▶ What to work on: Which lines hold the string "curly"? Copy each of them from the material below.

▶ Information:

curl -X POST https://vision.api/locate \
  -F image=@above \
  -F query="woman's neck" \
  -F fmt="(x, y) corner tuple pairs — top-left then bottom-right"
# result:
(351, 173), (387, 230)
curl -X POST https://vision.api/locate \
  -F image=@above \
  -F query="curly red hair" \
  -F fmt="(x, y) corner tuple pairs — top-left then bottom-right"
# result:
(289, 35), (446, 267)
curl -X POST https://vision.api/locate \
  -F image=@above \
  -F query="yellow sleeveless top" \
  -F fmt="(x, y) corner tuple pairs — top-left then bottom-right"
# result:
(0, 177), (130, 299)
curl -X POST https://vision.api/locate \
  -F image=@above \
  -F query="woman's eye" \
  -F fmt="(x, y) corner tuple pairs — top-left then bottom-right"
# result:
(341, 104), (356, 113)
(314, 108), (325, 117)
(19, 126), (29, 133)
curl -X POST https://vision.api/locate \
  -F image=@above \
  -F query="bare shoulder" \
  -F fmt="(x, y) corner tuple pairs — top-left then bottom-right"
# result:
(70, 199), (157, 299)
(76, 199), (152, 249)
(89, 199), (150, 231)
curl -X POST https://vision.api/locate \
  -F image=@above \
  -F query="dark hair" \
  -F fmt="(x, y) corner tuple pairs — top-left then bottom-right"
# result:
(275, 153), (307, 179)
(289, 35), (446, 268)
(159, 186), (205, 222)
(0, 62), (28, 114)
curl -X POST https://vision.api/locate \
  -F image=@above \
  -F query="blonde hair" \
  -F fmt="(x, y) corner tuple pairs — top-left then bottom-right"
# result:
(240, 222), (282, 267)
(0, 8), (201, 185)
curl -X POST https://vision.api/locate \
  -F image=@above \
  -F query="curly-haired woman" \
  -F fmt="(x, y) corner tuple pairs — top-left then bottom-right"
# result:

▶ Solution:
  -F query="curly red hair" \
  -F query="curly-haired woman" \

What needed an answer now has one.